Dataset rows on where objects appear
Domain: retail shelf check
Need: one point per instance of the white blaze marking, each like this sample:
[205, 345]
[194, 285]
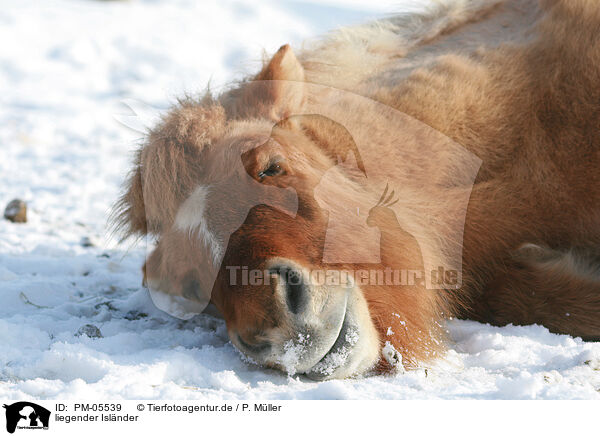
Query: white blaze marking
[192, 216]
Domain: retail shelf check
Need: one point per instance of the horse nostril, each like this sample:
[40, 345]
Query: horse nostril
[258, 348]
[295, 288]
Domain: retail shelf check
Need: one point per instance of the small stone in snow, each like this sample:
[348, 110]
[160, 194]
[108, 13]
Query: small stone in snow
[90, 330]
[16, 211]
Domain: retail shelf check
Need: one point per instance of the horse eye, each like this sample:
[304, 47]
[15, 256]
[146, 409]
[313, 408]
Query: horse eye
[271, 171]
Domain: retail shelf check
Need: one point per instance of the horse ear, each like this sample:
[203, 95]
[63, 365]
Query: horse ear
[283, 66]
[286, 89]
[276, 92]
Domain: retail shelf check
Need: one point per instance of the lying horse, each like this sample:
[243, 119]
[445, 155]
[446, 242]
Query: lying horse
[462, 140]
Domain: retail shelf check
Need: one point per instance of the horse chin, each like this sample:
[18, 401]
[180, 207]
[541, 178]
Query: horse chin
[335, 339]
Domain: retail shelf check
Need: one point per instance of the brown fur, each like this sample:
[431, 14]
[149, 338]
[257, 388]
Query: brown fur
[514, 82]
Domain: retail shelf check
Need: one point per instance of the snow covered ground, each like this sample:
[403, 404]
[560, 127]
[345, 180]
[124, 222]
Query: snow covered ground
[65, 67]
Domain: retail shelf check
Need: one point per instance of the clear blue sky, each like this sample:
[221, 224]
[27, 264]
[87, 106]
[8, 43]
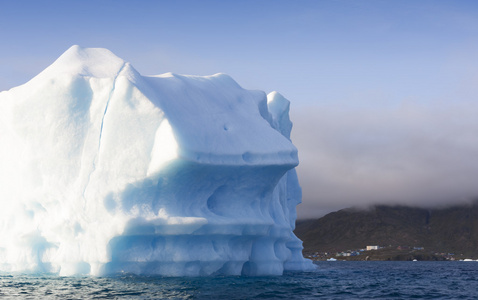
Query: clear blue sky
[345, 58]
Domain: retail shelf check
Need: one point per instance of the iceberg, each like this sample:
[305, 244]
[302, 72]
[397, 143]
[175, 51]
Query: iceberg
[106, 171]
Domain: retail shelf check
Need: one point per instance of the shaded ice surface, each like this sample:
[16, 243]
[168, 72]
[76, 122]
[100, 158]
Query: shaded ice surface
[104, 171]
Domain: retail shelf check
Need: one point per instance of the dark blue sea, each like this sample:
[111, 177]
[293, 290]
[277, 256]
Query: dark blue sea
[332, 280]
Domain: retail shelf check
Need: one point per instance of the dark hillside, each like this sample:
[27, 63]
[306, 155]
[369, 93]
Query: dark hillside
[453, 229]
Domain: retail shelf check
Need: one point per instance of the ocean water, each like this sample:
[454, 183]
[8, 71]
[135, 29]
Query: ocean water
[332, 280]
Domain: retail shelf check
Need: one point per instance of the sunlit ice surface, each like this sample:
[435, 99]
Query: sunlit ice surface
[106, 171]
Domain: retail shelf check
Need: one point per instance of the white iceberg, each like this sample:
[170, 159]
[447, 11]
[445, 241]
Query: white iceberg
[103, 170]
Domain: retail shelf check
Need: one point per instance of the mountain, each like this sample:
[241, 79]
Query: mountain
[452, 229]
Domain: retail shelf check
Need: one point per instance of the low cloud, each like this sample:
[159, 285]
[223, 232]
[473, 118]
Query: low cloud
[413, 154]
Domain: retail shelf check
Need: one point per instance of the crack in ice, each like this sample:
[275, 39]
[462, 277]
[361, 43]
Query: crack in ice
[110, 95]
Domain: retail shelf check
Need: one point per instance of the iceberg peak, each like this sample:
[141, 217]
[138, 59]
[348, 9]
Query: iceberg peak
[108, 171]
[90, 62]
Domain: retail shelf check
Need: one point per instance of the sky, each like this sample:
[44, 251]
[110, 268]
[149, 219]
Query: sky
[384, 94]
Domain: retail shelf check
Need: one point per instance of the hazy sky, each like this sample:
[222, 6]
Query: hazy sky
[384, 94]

> **What is required**: Give back the whole listing as it stands, minus its pictures.

> **Output of the task**:
Domain: retail shelf check
Need: one point per instance of the white blaze marking, each like this sample:
[205, 345]
[194, 285]
Query: white blaze marking
[192, 216]
Domain: retail shelf check
Need: one point per instance of the horse nostril, each like this sample:
[40, 345]
Query: horse nostril
[258, 348]
[295, 288]
Domain: retail shelf check
Need: one point per instance of the small stone in snow, each like this sample:
[348, 110]
[160, 194]
[108, 13]
Query: small stone in snow
[90, 330]
[16, 211]
Domain: retail shelf check
Need: one point per instance of the horse eye, each like this sample:
[304, 47]
[15, 256]
[146, 409]
[313, 408]
Query: horse eye
[271, 171]
Domain: retail shelf check
Need: one point per instance of the horse ear, each like this sample:
[203, 95]
[63, 365]
Query: horse ear
[283, 66]
[286, 89]
[276, 92]
Domain: retail shelf check
Need: one point per instance of the lying horse, each like this sample:
[243, 119]
[445, 155]
[446, 242]
Query: lying horse
[462, 140]
Domain: retail shelf check
Need: one point per instance of the horse chin, each like this sample:
[18, 401]
[180, 207]
[541, 178]
Query: horse chin
[335, 339]
Domain: retail shelf check
Need: one point per instance of the brown fur, each like this sample:
[431, 14]
[149, 338]
[257, 388]
Query: brown fur
[514, 82]
Domain: retail shelf check
Need: one point per instance of the snow covered ground, each like this sample:
[403, 404]
[560, 127]
[345, 180]
[124, 222]
Query: snow covered ground
[65, 67]
Domain: retail shelf check
Need: one point per instance of the clear blue sky, each like this sample:
[221, 224]
[27, 264]
[87, 106]
[8, 43]
Query: clear blue sky
[345, 58]
Domain: retail shelf check
Need: one point per instance of the iceberg, each like this sample:
[305, 244]
[302, 72]
[397, 143]
[175, 51]
Query: iceberg
[106, 171]
Domain: retail shelf check
Need: one point per instance of the shaded ice surface, each like this sample:
[16, 243]
[168, 72]
[76, 122]
[100, 158]
Query: shaded ice surface
[104, 171]
Domain: retail shelf check
Need: one point per instance of the dark blue sea, each like this sample:
[111, 177]
[293, 290]
[277, 256]
Query: dark blue sea
[332, 280]
Domain: retail shelf check
Need: one point per instance of the dark hillside, each like this sample:
[27, 63]
[306, 155]
[369, 93]
Query: dark hillside
[453, 229]
Domain: retail shelf check
Need: one point per instance of the ocean water, each like this sample:
[454, 183]
[8, 71]
[135, 29]
Query: ocean water
[332, 280]
Domain: retail shelf check
Need: one point per instance of the sunlit ice surface, each like this sample:
[435, 99]
Query: sunlit ice surface
[106, 171]
Domain: retail shelf check
Need: one point per instance of the white iceberg, each like this sample:
[170, 159]
[447, 11]
[445, 241]
Query: white iceberg
[103, 170]
Domain: retail shelf check
Need: one point per instance of the mountain, each like this sample:
[241, 79]
Query: mountain
[452, 229]
Domain: retail shelf check
Need: one point per instance of the low cloud, each like this sample:
[159, 285]
[223, 232]
[473, 118]
Query: low cloud
[413, 154]
Domain: retail shelf check
Need: one point per instance of the crack in ice, each like this sample:
[275, 39]
[462, 277]
[361, 43]
Query: crack in ice
[110, 95]
Domain: retail shelf check
Need: one point per instance of the iceberg peak, each like this sample:
[141, 217]
[138, 59]
[348, 9]
Query: iceberg peak
[108, 171]
[90, 62]
Domain: retail shelf check
Need: one point per instance of the sky, each like this sample:
[44, 251]
[110, 268]
[149, 219]
Query: sky
[384, 94]
Domain: retail shelf check
Need: one point per instance of the hazy sky, each like this sample:
[222, 6]
Query: hazy sky
[384, 94]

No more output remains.